Cornelia Ileana Gatlan

This picture was taken in Braila in 1955. I was 17 years old and this photo was taken when I finished secondary school.

Before I took the admission exam at the School for Nurses, I also sat for an exam to enter drama school - because I wanted to become a movie actress. I got a passing grade, but it wasn't high enough to get me admitted. I would have liked to go in this direction, because I was always fond of art. I still like music, opera, theater - everything that means art. What I didn't like was math.

When my mother went to Bucharest to withdraw my admission file, she met an actor who was from Braila and worked in human resources in the movie sector, and the man asked her, 'Why didn't you look for me to tell me about Cornelia?' But how was my mother supposed to know that this man worked there? It was too late, I failed my entrance, so I went to the nurses' school. This was my destiny. I would have loved to become an actress. I still have an inclination for beauty and for arts. I am a sensitive being. I'm not into exact sciences and foreign languages. I'm an old-fashioned person.

So I hadn't been admitted to drama school, and I took an entrance exam for the Law School in Iasi, where I wanted to be a part-time student, in 1955 or 1956. Back then, a worker's or a peasant's child had more chances to succeed than the child of an intellectual. In order to become a part-time student, one had to hold an employment in order to prove that he or she wasn't able to attend courses on a daily basis. I wasn't employed, but I managed to provide the required certificate for a while, until it didn't work anymore. I went to Law School for two years, but had to quit. In that period, I would only go to the faculty at certain times.

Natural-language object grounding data
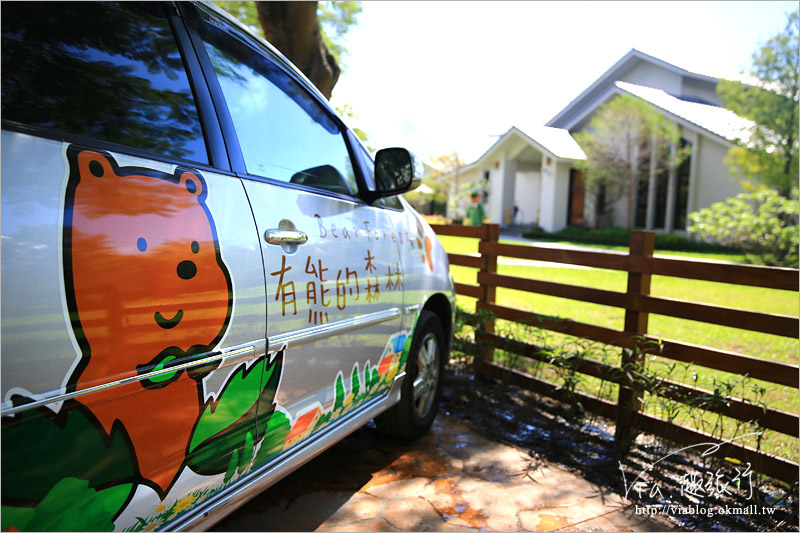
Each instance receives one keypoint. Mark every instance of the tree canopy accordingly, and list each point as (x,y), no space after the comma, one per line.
(770,155)
(308,33)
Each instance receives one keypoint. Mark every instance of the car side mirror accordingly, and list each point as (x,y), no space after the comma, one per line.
(397,171)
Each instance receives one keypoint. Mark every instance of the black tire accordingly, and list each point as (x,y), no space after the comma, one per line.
(412,417)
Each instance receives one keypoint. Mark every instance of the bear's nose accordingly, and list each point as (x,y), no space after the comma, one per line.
(187,269)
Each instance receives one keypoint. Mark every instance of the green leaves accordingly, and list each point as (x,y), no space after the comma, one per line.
(762,224)
(770,155)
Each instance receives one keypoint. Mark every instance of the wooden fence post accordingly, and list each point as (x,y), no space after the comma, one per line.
(629,402)
(488,293)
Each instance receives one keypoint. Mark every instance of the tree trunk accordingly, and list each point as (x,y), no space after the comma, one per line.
(293,28)
(651,184)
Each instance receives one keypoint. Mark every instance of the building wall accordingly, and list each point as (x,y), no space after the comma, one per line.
(555,195)
(458,194)
(714,181)
(703,90)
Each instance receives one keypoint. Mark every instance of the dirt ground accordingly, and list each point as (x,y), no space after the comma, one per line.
(738,500)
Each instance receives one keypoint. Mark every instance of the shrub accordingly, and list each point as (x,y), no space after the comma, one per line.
(762,224)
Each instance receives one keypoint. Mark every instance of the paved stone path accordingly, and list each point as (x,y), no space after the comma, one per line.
(451,480)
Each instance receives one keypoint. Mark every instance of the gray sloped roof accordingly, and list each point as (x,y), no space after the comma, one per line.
(717,120)
(557,141)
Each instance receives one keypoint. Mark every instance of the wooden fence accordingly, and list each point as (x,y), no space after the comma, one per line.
(640,265)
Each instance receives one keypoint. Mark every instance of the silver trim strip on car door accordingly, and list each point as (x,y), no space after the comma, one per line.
(233,356)
(316,333)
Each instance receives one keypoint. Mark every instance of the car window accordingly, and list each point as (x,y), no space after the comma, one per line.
(284,133)
(108,71)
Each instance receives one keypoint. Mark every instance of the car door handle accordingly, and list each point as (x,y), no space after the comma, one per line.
(285,236)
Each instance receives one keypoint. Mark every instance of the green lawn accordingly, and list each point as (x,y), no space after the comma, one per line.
(751,343)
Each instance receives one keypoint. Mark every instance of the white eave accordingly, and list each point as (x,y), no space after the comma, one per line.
(555,142)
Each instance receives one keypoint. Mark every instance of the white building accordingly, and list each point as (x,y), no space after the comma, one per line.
(529,176)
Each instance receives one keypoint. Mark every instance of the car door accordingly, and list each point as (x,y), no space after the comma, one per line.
(133,299)
(334,278)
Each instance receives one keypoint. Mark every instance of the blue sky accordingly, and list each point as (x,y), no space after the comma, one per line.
(438,77)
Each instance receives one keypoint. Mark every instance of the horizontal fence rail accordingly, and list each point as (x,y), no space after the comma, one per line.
(638,304)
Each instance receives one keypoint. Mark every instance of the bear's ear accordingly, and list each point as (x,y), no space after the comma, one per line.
(193,183)
(93,164)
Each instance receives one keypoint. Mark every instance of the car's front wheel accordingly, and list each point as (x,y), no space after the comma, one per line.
(422,388)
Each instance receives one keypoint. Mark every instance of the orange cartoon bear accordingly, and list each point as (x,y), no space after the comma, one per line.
(147,289)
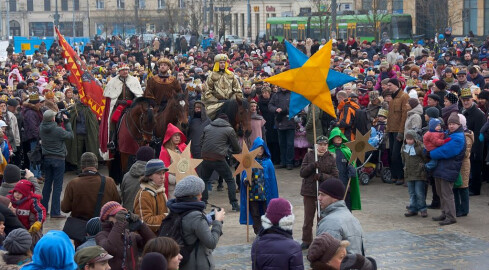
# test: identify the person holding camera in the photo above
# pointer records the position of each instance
(123, 235)
(197, 228)
(53, 147)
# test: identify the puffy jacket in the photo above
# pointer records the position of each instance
(450, 156)
(216, 140)
(276, 249)
(338, 221)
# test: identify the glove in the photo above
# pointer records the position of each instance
(35, 227)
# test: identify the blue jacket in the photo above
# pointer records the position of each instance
(450, 157)
(271, 188)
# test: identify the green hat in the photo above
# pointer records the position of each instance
(90, 255)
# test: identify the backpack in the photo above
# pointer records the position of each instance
(171, 227)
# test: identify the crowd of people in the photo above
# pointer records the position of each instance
(426, 103)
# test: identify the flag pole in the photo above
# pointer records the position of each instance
(315, 157)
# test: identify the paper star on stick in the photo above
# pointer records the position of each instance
(247, 161)
(183, 164)
(360, 146)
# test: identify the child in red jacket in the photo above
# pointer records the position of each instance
(26, 202)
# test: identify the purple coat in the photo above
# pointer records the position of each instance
(276, 249)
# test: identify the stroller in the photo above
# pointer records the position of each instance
(379, 166)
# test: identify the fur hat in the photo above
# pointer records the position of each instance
(279, 213)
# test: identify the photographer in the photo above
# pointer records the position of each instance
(196, 227)
(53, 146)
(120, 242)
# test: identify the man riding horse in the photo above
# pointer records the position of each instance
(119, 93)
(222, 85)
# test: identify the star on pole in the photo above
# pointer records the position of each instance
(183, 164)
(247, 161)
(360, 146)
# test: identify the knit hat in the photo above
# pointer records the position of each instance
(110, 209)
(432, 112)
(153, 261)
(333, 187)
(154, 166)
(279, 213)
(145, 153)
(18, 241)
(452, 98)
(434, 122)
(463, 121)
(48, 116)
(24, 187)
(88, 159)
(94, 226)
(11, 174)
(189, 186)
(323, 248)
(454, 119)
(91, 255)
(413, 102)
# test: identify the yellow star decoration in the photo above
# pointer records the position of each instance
(310, 79)
(360, 146)
(182, 164)
(247, 161)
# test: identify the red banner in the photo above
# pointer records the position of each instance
(91, 93)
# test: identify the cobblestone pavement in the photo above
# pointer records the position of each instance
(396, 242)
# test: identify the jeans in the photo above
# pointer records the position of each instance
(286, 142)
(54, 170)
(222, 168)
(417, 197)
(35, 169)
(461, 196)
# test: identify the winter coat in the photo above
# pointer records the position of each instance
(281, 100)
(32, 120)
(450, 156)
(53, 138)
(217, 138)
(195, 129)
(475, 120)
(130, 184)
(327, 169)
(398, 108)
(271, 188)
(338, 221)
(150, 205)
(196, 227)
(465, 170)
(116, 240)
(80, 197)
(275, 248)
(413, 120)
(166, 158)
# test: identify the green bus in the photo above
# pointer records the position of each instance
(398, 27)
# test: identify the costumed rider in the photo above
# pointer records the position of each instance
(221, 86)
(164, 86)
(119, 93)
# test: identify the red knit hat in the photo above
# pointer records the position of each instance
(24, 187)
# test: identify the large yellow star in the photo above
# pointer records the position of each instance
(183, 164)
(359, 147)
(247, 161)
(310, 79)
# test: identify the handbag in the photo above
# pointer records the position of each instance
(74, 227)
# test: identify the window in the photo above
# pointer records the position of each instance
(64, 5)
(120, 3)
(47, 5)
(30, 5)
(161, 4)
(100, 4)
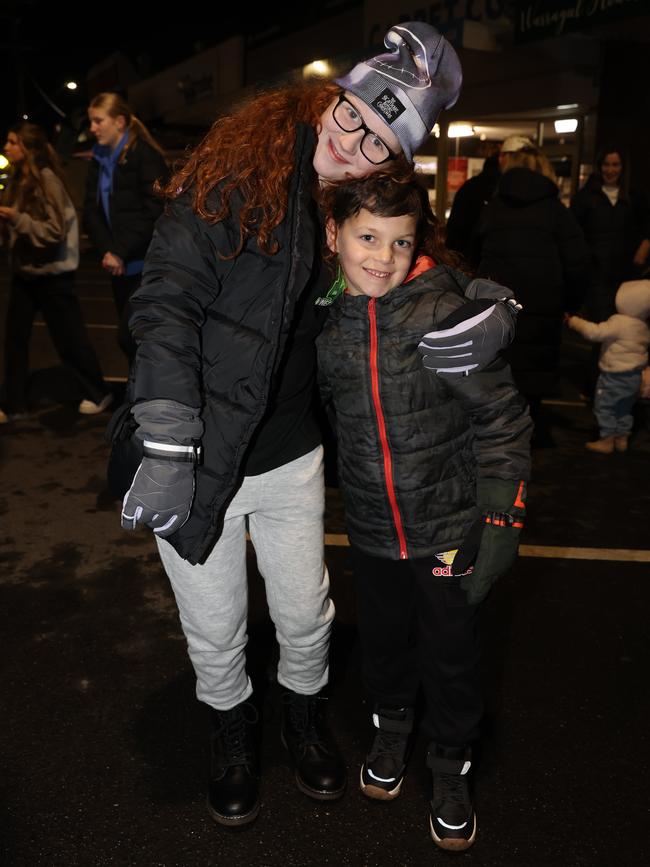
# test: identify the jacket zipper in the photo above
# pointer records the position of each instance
(383, 439)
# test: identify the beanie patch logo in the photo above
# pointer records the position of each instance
(389, 106)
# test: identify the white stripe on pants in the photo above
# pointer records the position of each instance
(285, 509)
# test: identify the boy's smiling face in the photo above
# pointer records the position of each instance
(375, 252)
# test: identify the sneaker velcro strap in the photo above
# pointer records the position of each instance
(442, 765)
(400, 723)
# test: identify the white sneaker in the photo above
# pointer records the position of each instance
(89, 407)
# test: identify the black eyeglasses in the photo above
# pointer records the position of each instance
(374, 149)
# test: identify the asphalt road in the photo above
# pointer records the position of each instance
(104, 746)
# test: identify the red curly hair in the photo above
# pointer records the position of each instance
(251, 151)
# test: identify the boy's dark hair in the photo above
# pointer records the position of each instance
(392, 194)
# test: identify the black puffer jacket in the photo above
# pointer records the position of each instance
(527, 240)
(412, 444)
(134, 206)
(210, 332)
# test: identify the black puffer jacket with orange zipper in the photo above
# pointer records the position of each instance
(411, 444)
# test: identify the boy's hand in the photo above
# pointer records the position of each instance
(490, 547)
(471, 337)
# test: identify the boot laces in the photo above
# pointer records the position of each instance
(232, 735)
(304, 718)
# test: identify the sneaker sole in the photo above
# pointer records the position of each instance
(233, 821)
(453, 844)
(376, 792)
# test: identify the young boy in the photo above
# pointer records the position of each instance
(432, 469)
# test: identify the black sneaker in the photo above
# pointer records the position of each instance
(383, 771)
(452, 818)
(233, 792)
(318, 767)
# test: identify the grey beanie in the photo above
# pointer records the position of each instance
(408, 86)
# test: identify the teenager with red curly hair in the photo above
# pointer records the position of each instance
(234, 293)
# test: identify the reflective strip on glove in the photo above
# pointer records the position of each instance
(160, 496)
(470, 338)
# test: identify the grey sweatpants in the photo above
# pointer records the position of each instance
(285, 510)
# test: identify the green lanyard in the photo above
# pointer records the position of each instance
(337, 288)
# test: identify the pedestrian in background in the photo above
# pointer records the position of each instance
(120, 205)
(425, 464)
(527, 240)
(615, 220)
(39, 225)
(624, 339)
(468, 204)
(224, 388)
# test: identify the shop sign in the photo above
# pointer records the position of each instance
(538, 19)
(448, 16)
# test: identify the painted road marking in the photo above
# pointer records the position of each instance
(340, 540)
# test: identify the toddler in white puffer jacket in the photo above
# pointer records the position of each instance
(623, 356)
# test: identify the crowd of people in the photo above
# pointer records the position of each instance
(292, 261)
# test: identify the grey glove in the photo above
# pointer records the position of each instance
(162, 490)
(470, 338)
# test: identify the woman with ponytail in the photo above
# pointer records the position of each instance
(120, 206)
(39, 225)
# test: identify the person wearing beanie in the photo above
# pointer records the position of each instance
(222, 393)
(624, 339)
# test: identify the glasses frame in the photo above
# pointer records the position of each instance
(366, 130)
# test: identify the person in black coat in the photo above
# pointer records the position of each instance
(527, 240)
(468, 204)
(616, 223)
(120, 206)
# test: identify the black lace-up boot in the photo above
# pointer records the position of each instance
(319, 769)
(385, 765)
(233, 797)
(452, 818)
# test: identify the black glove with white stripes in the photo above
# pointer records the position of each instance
(470, 338)
(162, 490)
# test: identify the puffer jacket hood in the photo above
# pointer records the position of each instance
(633, 299)
(521, 187)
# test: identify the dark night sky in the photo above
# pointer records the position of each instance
(40, 38)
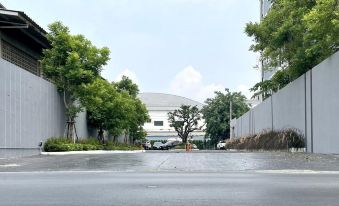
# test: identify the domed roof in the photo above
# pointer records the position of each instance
(160, 101)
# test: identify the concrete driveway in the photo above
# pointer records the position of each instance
(168, 178)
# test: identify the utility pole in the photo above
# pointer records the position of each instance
(231, 129)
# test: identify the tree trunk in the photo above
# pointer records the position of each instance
(100, 136)
(71, 130)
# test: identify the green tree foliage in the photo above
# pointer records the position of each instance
(72, 61)
(296, 36)
(114, 111)
(185, 120)
(216, 113)
(127, 85)
(268, 87)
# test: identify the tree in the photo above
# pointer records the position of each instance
(71, 62)
(216, 113)
(114, 111)
(266, 88)
(127, 85)
(185, 120)
(106, 107)
(139, 115)
(296, 35)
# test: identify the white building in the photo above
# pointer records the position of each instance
(158, 106)
(266, 74)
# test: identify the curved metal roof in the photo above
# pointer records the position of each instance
(160, 101)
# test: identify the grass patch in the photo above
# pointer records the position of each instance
(61, 144)
(269, 140)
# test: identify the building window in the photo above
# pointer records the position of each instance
(158, 123)
(19, 58)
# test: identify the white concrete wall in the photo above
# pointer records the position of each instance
(309, 104)
(31, 109)
(160, 116)
(325, 106)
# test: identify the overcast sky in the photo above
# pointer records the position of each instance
(185, 47)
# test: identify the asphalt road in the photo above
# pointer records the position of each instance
(171, 179)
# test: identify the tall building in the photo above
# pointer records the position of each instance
(266, 74)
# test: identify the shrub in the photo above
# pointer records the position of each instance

## TASK REQUIREMENTS
List every city named in the account headed "Cornelia Ileana Gatlan."

## ANSWER TO THIS EXERCISE
Braila, Bucharest, Iasi